• [Records for the exercise]
------------------------

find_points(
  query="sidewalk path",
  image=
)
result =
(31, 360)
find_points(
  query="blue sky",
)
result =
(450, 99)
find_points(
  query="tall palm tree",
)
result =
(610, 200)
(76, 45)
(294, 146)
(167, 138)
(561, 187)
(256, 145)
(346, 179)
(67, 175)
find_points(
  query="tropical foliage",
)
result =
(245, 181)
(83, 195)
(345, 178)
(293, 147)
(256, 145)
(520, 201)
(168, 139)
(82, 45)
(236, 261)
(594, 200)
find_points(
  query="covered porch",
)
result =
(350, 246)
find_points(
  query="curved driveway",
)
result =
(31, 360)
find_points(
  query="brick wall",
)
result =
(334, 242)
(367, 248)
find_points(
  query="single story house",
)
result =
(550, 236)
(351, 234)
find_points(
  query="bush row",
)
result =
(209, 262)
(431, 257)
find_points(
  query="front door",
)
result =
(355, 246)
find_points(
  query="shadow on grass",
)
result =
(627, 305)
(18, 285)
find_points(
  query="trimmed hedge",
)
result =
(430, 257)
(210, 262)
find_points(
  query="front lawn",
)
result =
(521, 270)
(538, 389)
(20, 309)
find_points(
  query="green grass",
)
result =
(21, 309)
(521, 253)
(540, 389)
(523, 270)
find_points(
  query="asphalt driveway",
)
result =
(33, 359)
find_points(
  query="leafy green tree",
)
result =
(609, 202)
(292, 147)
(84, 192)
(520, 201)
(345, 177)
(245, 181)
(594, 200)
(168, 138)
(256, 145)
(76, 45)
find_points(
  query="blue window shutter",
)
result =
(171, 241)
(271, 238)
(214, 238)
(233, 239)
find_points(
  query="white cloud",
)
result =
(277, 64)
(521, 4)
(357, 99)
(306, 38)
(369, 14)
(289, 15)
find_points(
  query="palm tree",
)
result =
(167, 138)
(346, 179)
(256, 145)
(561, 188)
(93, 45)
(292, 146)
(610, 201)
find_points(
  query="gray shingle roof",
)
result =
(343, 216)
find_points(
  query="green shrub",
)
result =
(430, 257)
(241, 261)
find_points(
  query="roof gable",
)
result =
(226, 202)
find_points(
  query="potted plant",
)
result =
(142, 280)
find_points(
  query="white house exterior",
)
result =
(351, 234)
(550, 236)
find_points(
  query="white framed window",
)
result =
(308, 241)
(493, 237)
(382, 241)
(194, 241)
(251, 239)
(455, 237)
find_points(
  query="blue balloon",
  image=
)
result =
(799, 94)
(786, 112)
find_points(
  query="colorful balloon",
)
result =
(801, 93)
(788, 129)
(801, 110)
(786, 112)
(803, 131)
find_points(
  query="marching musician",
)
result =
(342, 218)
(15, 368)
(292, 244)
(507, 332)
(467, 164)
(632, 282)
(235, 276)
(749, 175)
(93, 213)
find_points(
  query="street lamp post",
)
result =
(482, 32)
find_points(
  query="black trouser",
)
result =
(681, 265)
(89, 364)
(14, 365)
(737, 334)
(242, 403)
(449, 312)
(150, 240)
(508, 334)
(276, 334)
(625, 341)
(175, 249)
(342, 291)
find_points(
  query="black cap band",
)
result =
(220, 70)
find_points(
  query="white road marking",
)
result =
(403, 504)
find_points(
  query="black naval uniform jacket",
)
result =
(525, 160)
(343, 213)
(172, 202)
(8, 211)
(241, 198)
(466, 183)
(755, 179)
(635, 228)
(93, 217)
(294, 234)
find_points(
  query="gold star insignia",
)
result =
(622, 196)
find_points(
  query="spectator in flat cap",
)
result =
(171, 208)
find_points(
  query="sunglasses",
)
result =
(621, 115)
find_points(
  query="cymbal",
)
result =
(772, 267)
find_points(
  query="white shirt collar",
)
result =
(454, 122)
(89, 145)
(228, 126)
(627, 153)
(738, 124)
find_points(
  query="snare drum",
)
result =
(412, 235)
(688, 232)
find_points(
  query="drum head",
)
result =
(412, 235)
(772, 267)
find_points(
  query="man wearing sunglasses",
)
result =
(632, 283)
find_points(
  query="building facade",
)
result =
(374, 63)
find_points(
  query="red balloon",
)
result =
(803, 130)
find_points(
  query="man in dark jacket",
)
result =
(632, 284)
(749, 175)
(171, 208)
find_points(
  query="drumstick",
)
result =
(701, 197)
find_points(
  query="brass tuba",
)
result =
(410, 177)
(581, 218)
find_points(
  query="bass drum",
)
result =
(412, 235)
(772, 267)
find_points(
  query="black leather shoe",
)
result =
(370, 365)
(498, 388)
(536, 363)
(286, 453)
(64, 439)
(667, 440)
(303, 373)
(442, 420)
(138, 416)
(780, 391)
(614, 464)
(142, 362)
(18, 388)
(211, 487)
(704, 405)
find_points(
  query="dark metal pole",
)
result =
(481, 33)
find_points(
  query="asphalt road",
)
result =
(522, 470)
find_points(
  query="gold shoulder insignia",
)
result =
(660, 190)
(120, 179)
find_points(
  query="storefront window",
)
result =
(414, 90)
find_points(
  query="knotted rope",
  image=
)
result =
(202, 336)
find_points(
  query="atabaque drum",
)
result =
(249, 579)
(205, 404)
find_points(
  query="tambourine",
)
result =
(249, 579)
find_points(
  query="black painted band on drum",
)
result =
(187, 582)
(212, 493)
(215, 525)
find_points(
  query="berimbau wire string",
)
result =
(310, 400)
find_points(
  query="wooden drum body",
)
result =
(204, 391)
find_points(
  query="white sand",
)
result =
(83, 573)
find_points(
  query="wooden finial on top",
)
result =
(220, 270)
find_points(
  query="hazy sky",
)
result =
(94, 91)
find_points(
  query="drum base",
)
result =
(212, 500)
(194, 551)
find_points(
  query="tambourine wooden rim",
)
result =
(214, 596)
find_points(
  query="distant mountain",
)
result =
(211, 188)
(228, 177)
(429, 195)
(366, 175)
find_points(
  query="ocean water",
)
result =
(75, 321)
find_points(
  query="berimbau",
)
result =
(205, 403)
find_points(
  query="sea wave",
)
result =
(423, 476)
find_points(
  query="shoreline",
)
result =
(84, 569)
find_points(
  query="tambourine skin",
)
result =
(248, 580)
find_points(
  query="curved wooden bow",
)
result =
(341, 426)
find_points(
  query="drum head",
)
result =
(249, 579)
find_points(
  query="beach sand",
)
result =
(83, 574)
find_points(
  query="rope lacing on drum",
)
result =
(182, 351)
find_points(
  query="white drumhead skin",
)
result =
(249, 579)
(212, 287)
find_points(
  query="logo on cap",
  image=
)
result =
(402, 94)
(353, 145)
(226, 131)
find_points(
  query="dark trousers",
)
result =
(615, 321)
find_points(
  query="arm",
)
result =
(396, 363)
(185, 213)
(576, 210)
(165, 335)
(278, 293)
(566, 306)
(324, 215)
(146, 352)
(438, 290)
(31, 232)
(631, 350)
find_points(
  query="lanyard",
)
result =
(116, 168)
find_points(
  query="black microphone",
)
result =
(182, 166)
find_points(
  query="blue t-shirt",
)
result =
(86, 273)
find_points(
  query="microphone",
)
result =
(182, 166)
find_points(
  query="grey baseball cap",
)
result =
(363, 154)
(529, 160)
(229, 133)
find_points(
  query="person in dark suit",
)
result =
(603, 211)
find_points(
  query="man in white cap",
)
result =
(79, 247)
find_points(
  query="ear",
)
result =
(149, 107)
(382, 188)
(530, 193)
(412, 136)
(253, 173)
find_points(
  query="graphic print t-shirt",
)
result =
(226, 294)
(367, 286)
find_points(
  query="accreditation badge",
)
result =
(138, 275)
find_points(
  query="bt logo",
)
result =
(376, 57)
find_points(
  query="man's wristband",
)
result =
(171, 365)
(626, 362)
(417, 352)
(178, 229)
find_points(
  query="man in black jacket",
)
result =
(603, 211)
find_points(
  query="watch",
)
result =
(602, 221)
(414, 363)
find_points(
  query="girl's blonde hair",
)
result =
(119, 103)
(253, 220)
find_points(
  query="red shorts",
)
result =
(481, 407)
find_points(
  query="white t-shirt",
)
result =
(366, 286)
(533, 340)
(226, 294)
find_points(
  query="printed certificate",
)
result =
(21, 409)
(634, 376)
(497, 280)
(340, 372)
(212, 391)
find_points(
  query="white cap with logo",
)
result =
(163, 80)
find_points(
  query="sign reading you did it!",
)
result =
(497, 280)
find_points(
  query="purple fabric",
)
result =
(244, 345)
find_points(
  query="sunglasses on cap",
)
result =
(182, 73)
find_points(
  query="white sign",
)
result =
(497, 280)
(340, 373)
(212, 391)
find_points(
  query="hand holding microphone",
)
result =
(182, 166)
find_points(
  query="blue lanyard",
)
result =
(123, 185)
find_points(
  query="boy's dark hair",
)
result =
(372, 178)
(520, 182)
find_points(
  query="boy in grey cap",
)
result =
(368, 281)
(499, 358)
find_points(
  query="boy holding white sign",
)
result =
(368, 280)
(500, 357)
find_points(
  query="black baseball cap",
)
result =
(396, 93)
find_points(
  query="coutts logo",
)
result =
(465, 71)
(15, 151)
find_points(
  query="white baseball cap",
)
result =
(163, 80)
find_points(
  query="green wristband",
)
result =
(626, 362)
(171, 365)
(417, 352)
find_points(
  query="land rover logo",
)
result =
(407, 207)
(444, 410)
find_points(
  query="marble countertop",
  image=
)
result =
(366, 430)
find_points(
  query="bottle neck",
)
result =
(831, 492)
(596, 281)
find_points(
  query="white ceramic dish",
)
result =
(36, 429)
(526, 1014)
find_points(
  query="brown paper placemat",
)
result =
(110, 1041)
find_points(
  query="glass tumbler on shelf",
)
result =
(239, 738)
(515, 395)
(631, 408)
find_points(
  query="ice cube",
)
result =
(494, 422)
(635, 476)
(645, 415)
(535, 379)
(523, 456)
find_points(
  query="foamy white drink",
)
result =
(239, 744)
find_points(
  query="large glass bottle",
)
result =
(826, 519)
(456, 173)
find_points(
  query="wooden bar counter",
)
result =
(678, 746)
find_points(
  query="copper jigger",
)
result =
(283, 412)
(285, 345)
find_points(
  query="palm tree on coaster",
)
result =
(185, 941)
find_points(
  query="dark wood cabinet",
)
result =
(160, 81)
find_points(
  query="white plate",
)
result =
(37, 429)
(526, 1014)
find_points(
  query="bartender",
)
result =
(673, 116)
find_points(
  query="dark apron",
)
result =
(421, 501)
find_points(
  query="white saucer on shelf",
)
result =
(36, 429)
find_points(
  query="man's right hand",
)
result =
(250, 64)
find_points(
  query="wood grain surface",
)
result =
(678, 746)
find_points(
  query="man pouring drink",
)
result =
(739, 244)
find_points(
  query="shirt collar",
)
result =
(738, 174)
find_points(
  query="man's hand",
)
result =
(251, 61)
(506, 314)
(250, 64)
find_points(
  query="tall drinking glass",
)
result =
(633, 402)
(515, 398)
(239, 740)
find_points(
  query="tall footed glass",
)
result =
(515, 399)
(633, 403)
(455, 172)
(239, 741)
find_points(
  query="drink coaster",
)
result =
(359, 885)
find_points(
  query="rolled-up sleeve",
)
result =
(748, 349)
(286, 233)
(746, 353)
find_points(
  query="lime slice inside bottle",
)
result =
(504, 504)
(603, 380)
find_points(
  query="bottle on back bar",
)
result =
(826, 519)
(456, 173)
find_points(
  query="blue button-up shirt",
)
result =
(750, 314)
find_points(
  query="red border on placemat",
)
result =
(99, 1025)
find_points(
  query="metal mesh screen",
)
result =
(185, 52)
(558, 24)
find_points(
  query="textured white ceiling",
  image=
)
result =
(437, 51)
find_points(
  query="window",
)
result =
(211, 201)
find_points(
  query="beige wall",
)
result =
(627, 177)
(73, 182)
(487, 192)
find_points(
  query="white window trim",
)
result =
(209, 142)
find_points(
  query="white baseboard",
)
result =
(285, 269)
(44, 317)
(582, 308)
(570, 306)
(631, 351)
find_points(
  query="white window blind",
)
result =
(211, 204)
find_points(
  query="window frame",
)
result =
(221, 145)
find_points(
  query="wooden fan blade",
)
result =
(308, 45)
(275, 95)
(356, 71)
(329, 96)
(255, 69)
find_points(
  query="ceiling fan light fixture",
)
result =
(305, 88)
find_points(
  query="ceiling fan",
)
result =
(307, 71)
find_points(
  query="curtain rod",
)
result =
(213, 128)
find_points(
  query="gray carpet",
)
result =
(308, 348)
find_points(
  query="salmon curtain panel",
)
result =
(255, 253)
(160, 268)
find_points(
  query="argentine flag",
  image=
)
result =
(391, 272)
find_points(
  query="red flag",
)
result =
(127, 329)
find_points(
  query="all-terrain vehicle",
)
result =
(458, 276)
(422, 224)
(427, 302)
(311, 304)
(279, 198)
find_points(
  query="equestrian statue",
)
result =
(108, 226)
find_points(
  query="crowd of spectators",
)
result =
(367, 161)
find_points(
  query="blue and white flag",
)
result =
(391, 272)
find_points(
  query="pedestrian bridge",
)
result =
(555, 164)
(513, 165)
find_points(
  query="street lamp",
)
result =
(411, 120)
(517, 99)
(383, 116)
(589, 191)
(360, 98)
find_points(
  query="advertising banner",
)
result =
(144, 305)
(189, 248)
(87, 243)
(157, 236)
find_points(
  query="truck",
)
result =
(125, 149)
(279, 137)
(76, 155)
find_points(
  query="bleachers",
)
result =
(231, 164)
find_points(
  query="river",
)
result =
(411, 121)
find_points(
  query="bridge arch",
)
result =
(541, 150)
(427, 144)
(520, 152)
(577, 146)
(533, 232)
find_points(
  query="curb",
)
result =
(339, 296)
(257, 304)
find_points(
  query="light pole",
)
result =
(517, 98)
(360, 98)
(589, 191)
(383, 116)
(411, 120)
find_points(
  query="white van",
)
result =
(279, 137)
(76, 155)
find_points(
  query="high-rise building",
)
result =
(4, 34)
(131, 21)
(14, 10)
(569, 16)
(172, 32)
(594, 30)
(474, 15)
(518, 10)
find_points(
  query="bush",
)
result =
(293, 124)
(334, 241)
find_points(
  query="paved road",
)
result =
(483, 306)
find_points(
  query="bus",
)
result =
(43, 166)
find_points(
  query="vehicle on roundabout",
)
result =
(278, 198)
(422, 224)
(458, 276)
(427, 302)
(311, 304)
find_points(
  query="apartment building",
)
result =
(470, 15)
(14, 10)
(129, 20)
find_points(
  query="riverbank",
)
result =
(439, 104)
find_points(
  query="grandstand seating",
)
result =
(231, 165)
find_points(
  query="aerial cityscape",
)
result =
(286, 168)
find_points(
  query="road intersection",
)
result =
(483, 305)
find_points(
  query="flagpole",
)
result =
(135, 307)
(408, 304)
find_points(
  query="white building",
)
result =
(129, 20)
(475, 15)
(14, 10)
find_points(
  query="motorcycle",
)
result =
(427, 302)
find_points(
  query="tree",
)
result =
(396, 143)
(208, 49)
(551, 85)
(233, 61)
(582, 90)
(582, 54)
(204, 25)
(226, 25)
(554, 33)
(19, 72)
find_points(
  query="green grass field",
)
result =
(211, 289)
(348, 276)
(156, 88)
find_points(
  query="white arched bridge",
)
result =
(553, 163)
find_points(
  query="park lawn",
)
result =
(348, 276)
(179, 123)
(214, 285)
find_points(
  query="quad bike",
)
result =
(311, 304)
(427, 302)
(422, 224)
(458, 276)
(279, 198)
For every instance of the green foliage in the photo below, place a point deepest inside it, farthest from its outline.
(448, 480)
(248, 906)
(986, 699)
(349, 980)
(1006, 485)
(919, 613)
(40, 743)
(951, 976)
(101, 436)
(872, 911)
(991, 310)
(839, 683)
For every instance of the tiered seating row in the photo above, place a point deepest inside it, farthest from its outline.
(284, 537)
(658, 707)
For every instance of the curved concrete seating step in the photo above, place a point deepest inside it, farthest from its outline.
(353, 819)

------------------------

• [Work order] Look over the records above and copy each line that includes the string "vehicle".

• [Answer]
  query="all-terrain vehicle",
  query="vehicle on roundabout",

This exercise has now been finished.